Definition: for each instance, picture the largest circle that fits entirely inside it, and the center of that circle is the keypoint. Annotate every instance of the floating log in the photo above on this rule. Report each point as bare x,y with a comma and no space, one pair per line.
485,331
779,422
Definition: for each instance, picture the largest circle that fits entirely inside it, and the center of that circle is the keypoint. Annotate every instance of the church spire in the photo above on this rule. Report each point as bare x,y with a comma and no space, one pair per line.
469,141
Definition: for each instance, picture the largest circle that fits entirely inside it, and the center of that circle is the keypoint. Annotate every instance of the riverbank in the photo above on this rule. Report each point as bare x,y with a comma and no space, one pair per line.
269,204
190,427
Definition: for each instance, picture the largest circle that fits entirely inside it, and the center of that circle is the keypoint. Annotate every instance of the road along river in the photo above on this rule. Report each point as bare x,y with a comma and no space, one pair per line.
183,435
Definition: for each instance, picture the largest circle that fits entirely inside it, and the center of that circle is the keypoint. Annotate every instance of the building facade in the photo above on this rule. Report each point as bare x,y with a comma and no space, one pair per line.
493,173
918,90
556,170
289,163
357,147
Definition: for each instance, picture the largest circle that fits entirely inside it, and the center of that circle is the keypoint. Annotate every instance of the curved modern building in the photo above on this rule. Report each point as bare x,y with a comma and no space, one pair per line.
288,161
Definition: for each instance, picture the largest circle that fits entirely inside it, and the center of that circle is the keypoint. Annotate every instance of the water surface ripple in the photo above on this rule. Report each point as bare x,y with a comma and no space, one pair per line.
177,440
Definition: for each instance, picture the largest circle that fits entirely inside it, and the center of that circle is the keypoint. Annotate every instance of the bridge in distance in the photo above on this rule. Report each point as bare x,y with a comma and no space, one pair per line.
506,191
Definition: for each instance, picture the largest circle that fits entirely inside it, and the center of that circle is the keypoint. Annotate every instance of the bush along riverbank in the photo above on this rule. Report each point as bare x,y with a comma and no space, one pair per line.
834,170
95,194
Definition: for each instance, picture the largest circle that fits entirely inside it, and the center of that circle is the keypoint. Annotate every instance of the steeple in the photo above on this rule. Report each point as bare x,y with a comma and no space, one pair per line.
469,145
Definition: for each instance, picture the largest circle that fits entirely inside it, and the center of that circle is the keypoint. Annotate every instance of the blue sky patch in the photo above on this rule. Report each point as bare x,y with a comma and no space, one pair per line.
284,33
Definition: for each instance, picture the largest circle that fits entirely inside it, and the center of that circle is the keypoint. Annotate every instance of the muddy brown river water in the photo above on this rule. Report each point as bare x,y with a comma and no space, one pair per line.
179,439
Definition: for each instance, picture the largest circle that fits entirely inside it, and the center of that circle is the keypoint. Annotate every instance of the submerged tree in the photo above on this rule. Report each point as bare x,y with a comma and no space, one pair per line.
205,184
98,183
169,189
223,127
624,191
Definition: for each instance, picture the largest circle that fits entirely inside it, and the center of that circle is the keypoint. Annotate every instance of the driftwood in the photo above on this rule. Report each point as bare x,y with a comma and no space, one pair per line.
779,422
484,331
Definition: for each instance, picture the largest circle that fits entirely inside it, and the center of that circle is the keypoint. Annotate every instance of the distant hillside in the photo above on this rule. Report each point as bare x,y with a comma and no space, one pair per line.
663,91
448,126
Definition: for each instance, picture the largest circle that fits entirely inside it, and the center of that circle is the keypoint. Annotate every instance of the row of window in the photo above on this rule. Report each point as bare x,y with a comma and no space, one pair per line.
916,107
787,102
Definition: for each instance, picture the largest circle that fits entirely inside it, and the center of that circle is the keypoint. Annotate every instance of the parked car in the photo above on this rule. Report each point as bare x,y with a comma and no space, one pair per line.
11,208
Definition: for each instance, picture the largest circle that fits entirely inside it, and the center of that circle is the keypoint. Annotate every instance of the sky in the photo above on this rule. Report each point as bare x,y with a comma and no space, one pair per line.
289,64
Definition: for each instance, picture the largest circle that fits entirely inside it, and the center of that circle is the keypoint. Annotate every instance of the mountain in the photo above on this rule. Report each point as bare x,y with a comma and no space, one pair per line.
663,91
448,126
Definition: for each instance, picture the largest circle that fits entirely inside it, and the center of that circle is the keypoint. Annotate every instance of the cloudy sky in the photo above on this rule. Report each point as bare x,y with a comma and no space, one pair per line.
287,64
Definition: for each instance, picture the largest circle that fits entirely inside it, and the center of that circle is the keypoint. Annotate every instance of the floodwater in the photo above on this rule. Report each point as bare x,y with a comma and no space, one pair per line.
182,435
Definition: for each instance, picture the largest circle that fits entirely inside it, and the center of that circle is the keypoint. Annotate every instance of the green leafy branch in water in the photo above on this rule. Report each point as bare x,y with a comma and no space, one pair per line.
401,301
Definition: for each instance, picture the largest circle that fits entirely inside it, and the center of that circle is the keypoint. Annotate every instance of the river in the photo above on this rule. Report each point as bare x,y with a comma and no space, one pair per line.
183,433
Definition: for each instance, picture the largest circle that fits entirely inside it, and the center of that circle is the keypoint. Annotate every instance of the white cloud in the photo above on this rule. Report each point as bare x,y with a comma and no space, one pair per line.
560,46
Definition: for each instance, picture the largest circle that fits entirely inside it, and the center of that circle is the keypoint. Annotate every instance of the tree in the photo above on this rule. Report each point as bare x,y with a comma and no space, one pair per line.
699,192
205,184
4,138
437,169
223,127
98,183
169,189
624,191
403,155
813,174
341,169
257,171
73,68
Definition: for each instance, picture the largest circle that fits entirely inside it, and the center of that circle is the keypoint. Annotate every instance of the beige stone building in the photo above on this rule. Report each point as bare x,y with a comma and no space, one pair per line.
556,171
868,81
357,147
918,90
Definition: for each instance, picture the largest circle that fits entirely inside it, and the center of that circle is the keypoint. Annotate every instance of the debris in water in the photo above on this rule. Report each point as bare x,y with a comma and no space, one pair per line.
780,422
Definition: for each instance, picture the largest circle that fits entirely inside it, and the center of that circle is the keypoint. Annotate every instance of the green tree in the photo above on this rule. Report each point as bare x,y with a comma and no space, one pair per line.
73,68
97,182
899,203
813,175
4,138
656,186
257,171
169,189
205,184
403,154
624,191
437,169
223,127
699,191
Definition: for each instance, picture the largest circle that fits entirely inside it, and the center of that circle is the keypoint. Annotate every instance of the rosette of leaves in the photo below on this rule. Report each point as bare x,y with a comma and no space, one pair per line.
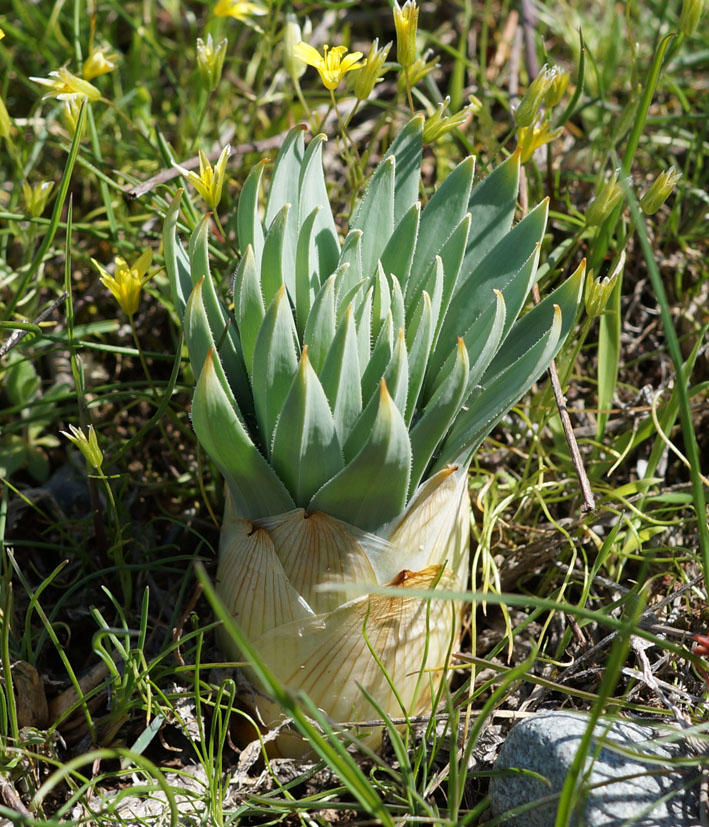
◆ ◆ ◆ ◆ ◆
▶ **Job**: Pick out every line in the listing above that contains the word "riverbank", and copy each of those lines unchanged.

▶ **Solution to this problem**:
Definition: for each instance, picture the largest circle that fits entirely inside it, and the center of that circle is the keypoint. Annotate every instance of the riverbank in the photo above on this rule. Report each point as bare x,y with a comma and no space, one pair per line.
Definition: for each instance, picture the largest circle that fits entirely inside it, and the center of that circle is the keypoint. Annotate every instance of the bush along riverbank in the photo above on this rule. Report each point as bare x,y with a comma and no space, one pair per line.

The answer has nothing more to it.